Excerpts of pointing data
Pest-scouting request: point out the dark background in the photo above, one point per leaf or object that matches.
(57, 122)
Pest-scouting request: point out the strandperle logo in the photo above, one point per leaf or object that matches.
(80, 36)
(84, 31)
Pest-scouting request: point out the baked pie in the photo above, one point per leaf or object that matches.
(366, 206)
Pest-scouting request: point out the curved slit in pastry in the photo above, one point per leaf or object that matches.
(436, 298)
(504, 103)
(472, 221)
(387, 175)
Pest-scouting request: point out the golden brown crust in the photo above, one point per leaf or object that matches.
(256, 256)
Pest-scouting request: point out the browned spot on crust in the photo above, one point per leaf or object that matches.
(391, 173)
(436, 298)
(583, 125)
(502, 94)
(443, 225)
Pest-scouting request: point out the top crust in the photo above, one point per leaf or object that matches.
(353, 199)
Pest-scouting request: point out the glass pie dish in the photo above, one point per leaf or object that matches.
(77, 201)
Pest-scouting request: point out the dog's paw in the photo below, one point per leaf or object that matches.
...
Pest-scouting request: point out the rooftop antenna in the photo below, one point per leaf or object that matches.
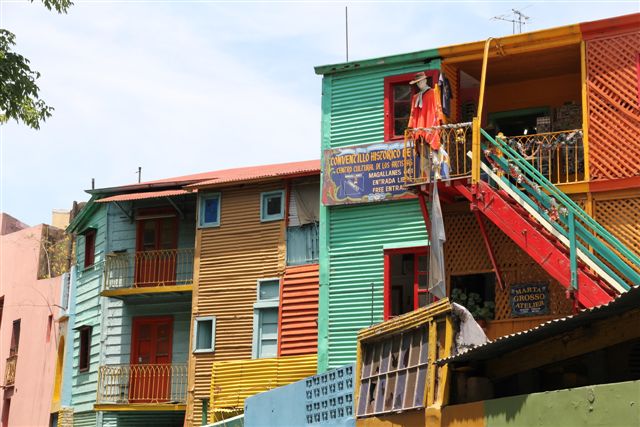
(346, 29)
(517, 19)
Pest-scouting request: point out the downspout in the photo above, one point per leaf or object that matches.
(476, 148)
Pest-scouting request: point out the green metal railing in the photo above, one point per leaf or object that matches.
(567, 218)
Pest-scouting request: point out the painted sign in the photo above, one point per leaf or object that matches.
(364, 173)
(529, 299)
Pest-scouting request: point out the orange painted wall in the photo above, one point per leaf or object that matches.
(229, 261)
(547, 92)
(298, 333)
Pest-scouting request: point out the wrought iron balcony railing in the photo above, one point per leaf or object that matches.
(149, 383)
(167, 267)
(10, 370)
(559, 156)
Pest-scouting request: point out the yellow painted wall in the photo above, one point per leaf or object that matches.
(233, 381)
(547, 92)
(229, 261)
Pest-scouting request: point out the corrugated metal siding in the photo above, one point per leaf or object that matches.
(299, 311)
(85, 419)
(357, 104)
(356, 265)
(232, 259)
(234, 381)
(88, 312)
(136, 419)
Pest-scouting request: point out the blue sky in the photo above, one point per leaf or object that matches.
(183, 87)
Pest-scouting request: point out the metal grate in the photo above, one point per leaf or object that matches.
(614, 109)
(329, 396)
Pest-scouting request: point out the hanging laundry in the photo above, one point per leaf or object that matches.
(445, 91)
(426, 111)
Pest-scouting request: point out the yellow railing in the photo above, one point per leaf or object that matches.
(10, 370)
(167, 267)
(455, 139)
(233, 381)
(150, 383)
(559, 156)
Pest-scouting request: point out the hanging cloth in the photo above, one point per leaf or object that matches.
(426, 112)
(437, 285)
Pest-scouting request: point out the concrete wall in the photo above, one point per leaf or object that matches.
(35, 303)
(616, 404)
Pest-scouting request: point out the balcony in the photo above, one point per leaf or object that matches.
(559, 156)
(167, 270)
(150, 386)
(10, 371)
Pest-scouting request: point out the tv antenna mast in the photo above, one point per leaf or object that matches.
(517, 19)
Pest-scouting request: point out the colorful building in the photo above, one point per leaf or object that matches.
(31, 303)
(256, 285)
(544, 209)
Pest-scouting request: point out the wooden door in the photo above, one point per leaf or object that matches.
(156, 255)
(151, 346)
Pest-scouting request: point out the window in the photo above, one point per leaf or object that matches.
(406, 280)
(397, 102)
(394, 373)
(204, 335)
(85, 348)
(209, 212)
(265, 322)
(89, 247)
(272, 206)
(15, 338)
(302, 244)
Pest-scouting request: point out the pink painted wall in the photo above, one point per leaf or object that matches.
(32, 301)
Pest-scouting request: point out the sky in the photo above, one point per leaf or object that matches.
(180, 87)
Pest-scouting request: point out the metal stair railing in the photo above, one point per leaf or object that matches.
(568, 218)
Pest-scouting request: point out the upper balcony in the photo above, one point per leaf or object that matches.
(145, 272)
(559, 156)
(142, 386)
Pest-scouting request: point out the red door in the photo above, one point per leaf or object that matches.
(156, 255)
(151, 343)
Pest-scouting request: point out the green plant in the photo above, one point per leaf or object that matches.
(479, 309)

WHAT YOU NEED TO DO:
Rewrite the material from the line holding "Pest-scouting request: point out the baked" through the line holding "Pest-scouting request: point out the dog's", inclusive, and swap "pie" for "tart" while leaving everything else as it is.

RESULT OF THIS TASK:
Pest-scouting request: point out the baked tart in the photo above, one point per leaf or object that matches.
(366, 206)
Pest-scouting request: point out the curved slit in pastry in the photo above, one point per leaf or object that matches.
(436, 298)
(504, 103)
(472, 221)
(387, 175)
Pest-scouting request: point out the golden brown crust in the photo above, one point per leaf or object that matches.
(256, 256)
Pest-scouting request: point out the browned spot on crust in the photo above, one point per leaf or object that matches.
(391, 173)
(436, 298)
(583, 125)
(502, 94)
(443, 225)
Pest-scouting request: point out the top crust in the photo above, one point per leaf or object that matches.
(353, 199)
Pest-scouting request: point out the glass tart dish in the photo above, one point per leaf or object that matches.
(77, 201)
Pest-scouting request: point out the dog's paw in the photo below, one point per leaf or object that matches.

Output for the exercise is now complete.